TEXT:
....
Prove that $\lim\limits_{x\to 2} (3x + 4) = 10$.

Question

Given this absolutely simple limit and given that it is already known how to prove it using the $\epsilon-\delta$ definition, I am wondering the following: What is the difference between proving this limit the rigorous way (i.e., $\epsilon-\delta$) vs. "proving" computationally (i.e., plugging in x = 2)? A better question, what more information does proving it the rigorous way provide than computationally?

Here is a setting to guide the reader for one answer of the many possible ones that could be given:

A friend who is taking the Calculus I (the first standard course in the undergrad calculus sequence in college) is with me doing hw or something else. I ask him to prove the given limit above. He plugs in $x = 2$ and says "done". Is he wrong? If so, then why? If not, then why not? If in between, explain also?

NOTE: I am not asking how to prove this. However, if proving this helps in the explanation of my question, then go ahead.

Answer 1

All polynomials are continuous functions over the real numbers, by definition this means that at each point the limit exists and is equal to the value of the function. The $\epsilon,\delta$ is not necessarily meant to provide clarity but rather is the foundation of how limits work.

Answer 2

It's not always true actually that $$ \lim_{x\to a}f(x) = f(a) $$ functions that do satisfy this property, however, are called "continuous functions". Not all functions are continuous, you can find many many examples, perhaps the simplest are piecewise functions: $$ f(x) = \left\{\begin{array}{cc}0&x \in [0,1)\\1&x=1\end{array}\right. $$ notice here, that ${\lim_{x\to 1}f(x) = 0}$ but ${f(1)=1}$.
....
SHORT PROBLEM A:
Answer these questions using the thread on limits:
(i) What value of x does the friend plug in?
(ii) According to Answer 1, what kind of functions are all polynomials over the real numbers?
(iii) In the piecewise function given in Answer 2, what is the value of f(1)?
SHORT PROBLEM B: Locate every line of the entries that contains the string "tree", and copy each one.
The entries have no connection to the thread on limits.

(Dataset excerpts on object pointing)
....
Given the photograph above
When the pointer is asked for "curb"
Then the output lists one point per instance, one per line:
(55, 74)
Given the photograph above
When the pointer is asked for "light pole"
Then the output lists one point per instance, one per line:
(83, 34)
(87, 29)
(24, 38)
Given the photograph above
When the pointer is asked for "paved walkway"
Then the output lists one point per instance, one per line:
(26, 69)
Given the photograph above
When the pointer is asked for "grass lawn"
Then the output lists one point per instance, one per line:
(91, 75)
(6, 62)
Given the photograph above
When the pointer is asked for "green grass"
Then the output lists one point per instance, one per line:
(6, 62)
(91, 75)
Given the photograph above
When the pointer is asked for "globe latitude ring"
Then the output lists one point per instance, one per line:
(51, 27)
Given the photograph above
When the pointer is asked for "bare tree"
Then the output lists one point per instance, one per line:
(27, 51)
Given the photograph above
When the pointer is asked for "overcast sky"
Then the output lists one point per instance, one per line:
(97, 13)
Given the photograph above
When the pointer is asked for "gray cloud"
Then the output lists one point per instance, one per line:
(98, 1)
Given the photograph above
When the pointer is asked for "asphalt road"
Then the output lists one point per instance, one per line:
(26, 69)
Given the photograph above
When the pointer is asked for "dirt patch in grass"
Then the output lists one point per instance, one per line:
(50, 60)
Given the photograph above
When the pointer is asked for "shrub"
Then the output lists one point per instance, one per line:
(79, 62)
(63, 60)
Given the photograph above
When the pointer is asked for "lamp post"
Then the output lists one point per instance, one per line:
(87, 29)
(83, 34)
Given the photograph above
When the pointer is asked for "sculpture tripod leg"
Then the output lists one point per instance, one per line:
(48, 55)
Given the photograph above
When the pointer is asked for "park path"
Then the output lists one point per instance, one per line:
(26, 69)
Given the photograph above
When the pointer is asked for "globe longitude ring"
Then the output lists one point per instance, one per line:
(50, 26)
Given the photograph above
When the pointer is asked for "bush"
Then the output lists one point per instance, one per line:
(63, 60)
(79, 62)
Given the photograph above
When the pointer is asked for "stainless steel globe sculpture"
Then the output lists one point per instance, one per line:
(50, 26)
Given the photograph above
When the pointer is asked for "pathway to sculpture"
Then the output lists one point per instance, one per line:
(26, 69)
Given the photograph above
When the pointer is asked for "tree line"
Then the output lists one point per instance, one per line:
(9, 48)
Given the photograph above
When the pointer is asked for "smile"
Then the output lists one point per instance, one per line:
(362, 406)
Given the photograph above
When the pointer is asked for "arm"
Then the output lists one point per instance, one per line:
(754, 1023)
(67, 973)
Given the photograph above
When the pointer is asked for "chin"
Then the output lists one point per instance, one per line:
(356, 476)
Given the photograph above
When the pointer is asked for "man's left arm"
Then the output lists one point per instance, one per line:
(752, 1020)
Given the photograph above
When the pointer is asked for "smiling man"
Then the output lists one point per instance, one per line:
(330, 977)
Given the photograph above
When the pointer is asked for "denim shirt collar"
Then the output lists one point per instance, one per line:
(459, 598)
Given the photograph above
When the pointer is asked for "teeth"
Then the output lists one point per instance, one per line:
....
EXPECTED OUTPUT A:
(i) x = 2
(ii) Continuous functions
(iii) 1

EXPECTED OUTPUT B:
When the pointer is asked for "bare tree"
When the pointer is asked for "tree line"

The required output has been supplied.